__Source extract__
↓

How do you think audiences today should understand the significance of the Obata exhibition and his art?

Mitsu: Despite its association with his incarceration, Obata’s art contains positive messages and images. His remarkable story and paintings encouraged and motivated me personally during the hardships of the Covid-19 pandemic. For this reason, I want to make Obata’s art recognizable to wider audiences. Obata had to leave everything behind when he was forced to evacuate, but despite the losses he continued to paint and teach art in the prison camps. He collaborated with his wife Haruko, an Ikebana artist, to teach art classes. Even at the darkest hour he kept teaching about art. 

How did Washington University acquire the Obata paintings that are on display in the exhibition?

Mitsu: As you know, Obata’s son Gyo transferred to WashU from the University of California-Berkeley because WashU offered admission to about thirty Japanese-American students and he was one of them. With the help of sponsorship from local churches, the Obata family rejoined their son in St. Louis. (Obata and his family moved from the Topaz internment camp in Utah to Webster Groves in St. Louis and stayed there from 1943 to ‘45.) That was the beginning of the connection between the Obata family and St. Louis and WashU.

In the early 1970s, we assume Gyo donated several of his father’s artworks to the Stix House at WashU (opened in 1909, the Stix House has been used over the years to support international students and student learning around topics of international interest).

↑

__Record excerpts__
↓

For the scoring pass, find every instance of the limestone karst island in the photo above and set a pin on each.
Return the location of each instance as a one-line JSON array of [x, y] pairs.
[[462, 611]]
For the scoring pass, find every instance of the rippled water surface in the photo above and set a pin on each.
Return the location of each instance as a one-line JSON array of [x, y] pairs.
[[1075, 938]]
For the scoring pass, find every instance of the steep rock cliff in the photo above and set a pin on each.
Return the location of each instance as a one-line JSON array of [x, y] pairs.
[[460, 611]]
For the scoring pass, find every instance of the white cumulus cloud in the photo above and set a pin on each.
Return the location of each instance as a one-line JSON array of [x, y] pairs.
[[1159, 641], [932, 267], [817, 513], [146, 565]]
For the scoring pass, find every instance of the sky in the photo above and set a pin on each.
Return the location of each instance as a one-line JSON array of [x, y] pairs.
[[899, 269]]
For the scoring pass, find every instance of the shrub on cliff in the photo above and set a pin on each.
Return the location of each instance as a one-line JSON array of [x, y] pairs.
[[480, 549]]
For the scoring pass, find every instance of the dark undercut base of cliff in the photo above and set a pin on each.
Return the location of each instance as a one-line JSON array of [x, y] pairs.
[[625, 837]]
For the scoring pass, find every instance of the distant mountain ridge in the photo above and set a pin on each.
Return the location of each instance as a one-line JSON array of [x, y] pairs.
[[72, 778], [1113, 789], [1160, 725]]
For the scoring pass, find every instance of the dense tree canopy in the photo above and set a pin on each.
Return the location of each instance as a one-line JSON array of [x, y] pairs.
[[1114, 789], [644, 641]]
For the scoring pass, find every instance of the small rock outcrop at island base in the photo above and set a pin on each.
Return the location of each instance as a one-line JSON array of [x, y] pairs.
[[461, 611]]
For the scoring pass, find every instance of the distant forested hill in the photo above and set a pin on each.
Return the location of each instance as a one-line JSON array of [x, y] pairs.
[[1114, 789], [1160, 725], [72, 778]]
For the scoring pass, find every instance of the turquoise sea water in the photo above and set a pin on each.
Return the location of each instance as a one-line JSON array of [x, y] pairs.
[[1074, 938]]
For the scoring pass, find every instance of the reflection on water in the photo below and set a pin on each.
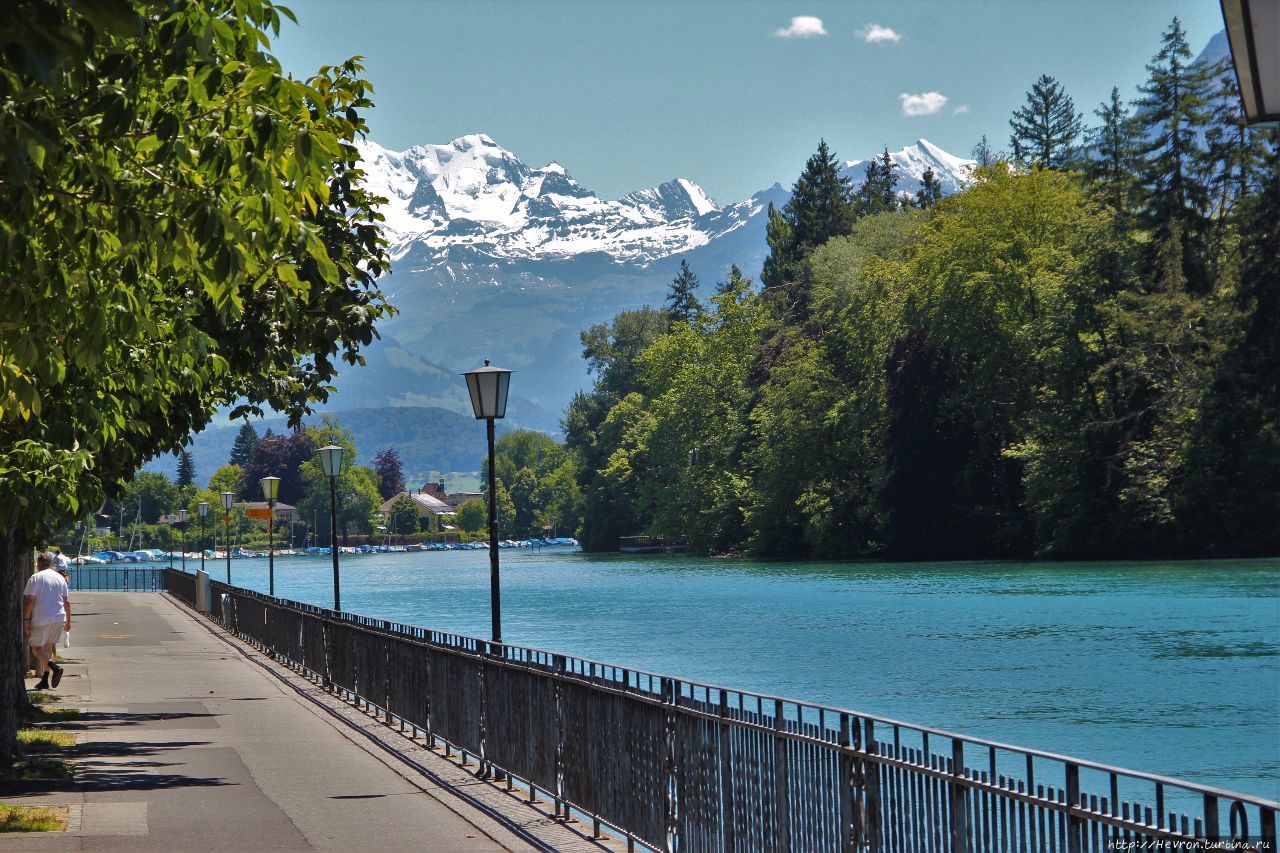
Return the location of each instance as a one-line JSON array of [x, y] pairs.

↑

__What to produce__
Carry the interview about Obata's art on from its final sentence. The material has no connection to the interview about Obata's art.

__Output__
Unfortunately, at WashU there is no extant record of the transfer of his paintings. Obata’s granddaughter, Kiku Obata, has been very helpful and has provided the family pictures for the exhibition. Furthermore, it is saddening that Gyo Obata just passed away earlier this year. Gyo was one of our beloved and respected alumni, and this exhibition is also a part of memorial events for him. 

There are a total of five paintings in the Obata collection at Washington University. What can you share about the collection?

Mitsu: Four of the paintings, as one can see in the exhibition, capture the theme of “Great Nature,” and the painting portraying gladiolus flowers with an approaching insect is a collaboration between Obata and Haruko. We have actually proof in a photograph that she created floral art objects that Chiura would then draw, which is very interesting. 

Painting by Chiura Obata
The painting of a bee approaching gladiolus flowers by Chiura Obata, 1942. A collaboration with Haruko Obata.

Chris Eng, assistant professor of English, and Gabriela Senno, an undergraduate student in American Culture Studies, collaborated on this exhibition. Can you describe the nature of this collaboration and how it took shape?

Mitsu: Gabriela was doing research on Obata’s paintings and reached out to me for a consultation on her senior projects. I learned that she is a fourth-generation Japanese-American whose great-grandfather, who was a Japanese language teacher in Hawaii, was also incarcerated during World War II. That family history motivated her own research.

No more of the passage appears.